§ **Your task**: Repeat the lines of the listing below word for word, starting at the line containing "Does the image above contain any striped" and ending at the line containing "xmin=74 ymin=150 xmax=105 ymax=175", with both of those lines included.

(Stored data)
──────────────────────────────

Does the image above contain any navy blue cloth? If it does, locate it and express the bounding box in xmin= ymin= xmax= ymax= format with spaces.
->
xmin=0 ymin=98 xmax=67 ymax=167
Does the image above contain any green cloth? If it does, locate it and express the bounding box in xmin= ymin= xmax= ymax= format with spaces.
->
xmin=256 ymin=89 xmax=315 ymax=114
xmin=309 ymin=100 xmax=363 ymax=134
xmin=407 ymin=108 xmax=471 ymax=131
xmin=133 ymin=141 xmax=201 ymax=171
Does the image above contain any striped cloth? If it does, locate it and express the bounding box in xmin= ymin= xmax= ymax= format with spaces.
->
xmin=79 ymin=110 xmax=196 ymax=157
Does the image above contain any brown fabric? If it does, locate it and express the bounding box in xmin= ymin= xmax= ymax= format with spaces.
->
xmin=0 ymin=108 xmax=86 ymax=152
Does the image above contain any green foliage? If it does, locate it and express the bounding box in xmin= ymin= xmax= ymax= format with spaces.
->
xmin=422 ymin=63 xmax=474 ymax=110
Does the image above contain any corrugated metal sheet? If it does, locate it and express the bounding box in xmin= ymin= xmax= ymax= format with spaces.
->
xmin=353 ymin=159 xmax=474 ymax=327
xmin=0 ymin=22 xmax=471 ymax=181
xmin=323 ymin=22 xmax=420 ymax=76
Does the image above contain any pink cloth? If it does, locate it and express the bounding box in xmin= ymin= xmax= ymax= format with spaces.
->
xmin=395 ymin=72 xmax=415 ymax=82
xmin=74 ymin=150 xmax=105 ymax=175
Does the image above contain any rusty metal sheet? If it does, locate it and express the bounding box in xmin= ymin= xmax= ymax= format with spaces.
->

──────────────────────────────

§ **Solution to the exercise**:
Does the image above contain any striped cloth? If it does, locate it and express the bounding box in xmin= ymin= xmax= ymax= format with spaces.
->
xmin=79 ymin=110 xmax=196 ymax=157
Does the image above contain any brown fabric? If it does, locate it and express the bounding box in xmin= ymin= xmax= ymax= format with spaces.
->
xmin=0 ymin=108 xmax=86 ymax=152
Does the image above contain any green foliage? If it does, locate it and express the bounding box in xmin= ymin= xmax= ymax= format with spaces.
->
xmin=422 ymin=63 xmax=474 ymax=110
Does the image above contain any corrugated metal sheet? If it does, locate it and express the bounding box in xmin= ymin= xmax= ymax= format with spaces.
->
xmin=353 ymin=159 xmax=474 ymax=327
xmin=0 ymin=22 xmax=471 ymax=181
xmin=323 ymin=22 xmax=420 ymax=76
Does the image above contain any pink cloth? If it does, locate it and express the bounding box in xmin= ymin= xmax= ymax= format with spaces.
->
xmin=395 ymin=72 xmax=415 ymax=82
xmin=74 ymin=150 xmax=105 ymax=175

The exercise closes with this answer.